▶ **引用文**
# # # # # # #

あなたは特別【新羽七助のゴーゴーバージャーナリストへの軌跡 第5回】

慌てて「レインボー2」に駆け込むと、黒いビキニにジーンズ生地のホットパンツ、赤のロングブーツを身に付けたプイが、ブスッとした表情で同僚ら数人としゃべっていた。
新羽七助撮影
ゴーゴー経験が少ない私は「怒らせてしまったかな……」と焦り、彼女を席に呼び寄せて釈明した。
「レインボー1のコとは話してただけで、ペイバー(連れ出し)はしていないんだ。プイの誤解だよ。それでも疑うなら、レインボー1の友だちやママさんに聞いてみるといい」
「そんなことはどうでもいい。私よりもあのコの方がかわいいか?」
「いや、プイの方がかわいいよ……」
ペイバーしたかしていないかは問題ではなく、どちらをより気に入っているかを知りたいようだった。
佐田真由美の方が好みだと素直に言いたい気持ちも芽生えたが、馬鹿正直に話したところで何も得しない。その代わりに、かわいいだとか、セクシーだとか、ミスユーだとか適当なお世辞を並べると、今度はプイが反撃してきた。
「私のことがそんなに好きなら、今夜もペイバーするか?」
「ペイバーしたいけど、学生だし、お金がそんなにないんだ」
「お金いらない。ペイバー600バーツだけでいい。あなたのことが好きだから特別」
たかさんから事前に、「タイのゴーゴー嬢は客のことを気に入ると、その客から金を受け取らなくなるらしい」と聞かされていた。
「金のために働いているのに、そんなことがあり得るわけないじゃないですか」と反論したものの、その状況が現実になろうとしている。プイに“特別”と言われ、嘘だと分かっていても胸が熱くなった。
「600バーツだけなら大丈夫だから、ペイバーするよ」
「ありがとう」
ラチャダーのディスコへ
すでに深夜になっていた。
プイは宿に帰らずにディスコに行こうという。ナナプラザを出て、ソイ4入口のガソリンスタンド前からタクシーを拾い、今はなきラチャダーのディスコ街に到着した。
プイが常連だというディスコに入ると、一目でそれと分かるケバい売春婦とそのヒモみたいな連中がダンスミュージックに合わせて能天気に踊っている。私は所作が分からず、もじもじしていると、プイは注文したウイスキーボトルを開け、氷を入れたグラスに注ぎ、コーラも加えてかき混ぜたものを私に手渡してくれた。
「はい、これ飲んでみて。タイの女のコは優しいでしょ」
そのウイスキーの銘柄も値段もよく分からなかったが、プイが作ってくれたウイスキーコークはなんだかとてもおいしかった。

# # # # # # #

▶ **元データ**

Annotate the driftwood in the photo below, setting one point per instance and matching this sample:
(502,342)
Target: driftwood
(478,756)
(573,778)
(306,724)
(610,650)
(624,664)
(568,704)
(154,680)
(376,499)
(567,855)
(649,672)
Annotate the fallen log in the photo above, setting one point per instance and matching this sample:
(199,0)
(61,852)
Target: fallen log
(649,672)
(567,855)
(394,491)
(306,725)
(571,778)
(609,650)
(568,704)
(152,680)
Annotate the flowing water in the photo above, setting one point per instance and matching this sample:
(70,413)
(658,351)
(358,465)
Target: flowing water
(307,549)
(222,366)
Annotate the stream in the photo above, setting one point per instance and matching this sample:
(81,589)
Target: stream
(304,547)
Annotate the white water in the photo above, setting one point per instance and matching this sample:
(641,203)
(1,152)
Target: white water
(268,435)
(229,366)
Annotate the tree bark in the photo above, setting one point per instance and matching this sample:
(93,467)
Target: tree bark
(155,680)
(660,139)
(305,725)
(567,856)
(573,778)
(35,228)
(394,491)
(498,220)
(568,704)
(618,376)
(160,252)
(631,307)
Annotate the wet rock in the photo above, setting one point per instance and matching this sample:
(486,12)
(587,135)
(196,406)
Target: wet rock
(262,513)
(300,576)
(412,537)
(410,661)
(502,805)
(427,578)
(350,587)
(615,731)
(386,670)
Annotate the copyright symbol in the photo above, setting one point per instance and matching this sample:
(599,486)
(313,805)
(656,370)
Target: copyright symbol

# # # # # # #

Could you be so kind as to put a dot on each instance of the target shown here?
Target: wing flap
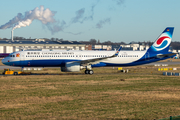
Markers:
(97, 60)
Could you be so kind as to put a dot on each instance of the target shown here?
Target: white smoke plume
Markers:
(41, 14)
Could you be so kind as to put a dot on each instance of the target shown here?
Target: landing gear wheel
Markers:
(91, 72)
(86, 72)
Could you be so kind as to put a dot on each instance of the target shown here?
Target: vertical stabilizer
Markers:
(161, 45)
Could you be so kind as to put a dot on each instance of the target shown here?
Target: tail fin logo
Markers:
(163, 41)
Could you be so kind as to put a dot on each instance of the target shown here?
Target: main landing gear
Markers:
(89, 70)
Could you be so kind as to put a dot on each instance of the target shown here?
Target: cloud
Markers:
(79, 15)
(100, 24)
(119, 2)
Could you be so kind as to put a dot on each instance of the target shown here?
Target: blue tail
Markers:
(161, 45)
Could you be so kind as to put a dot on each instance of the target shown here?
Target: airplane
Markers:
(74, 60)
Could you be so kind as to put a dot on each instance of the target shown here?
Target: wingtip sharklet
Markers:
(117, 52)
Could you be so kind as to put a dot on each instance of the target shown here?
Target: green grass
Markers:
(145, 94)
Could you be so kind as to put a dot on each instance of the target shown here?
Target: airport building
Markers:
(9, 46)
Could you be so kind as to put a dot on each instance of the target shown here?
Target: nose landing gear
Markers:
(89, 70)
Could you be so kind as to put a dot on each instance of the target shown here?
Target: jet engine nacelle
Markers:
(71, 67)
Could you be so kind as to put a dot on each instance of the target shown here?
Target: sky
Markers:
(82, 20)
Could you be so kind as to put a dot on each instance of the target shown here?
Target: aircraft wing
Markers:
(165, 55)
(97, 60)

# # # # # # #

ゴーゴーバーの記事の「ラチャダーのディスコへ」から「なんだかとてもおいしかった。」までを、「タクシー」を「トゥクトゥク」に変えて書き出してください。

ラチャダーのディスコへ
すでに深夜になっていた。
プイは宿に帰らずにディスコに行こうという。ナナプラザを出て、ソイ4入口のガソリンスタンド前からトゥクトゥクを拾い、今はなきラチャダーのディスコ街に到着した。
プイが常連だというディスコに入ると、一目でそれと分かるケバい売春婦とそのヒモみたいな連中がダンスミュージックに合わせて能天気に踊っている。私は所作が分からず、もじもじしていると、プイは注文したウイスキーボトルを開け、氷を入れたグラスに注ぎ、コーラも加えてかき混ぜたものを私に手渡してくれた。
「はい、これ飲んでみて。タイの女のコは優しいでしょ」
そのウイスキーの銘柄も値段もよく分からなかったが、プイが作ってくれたウイスキーコークはなんだかとてもおいしかった。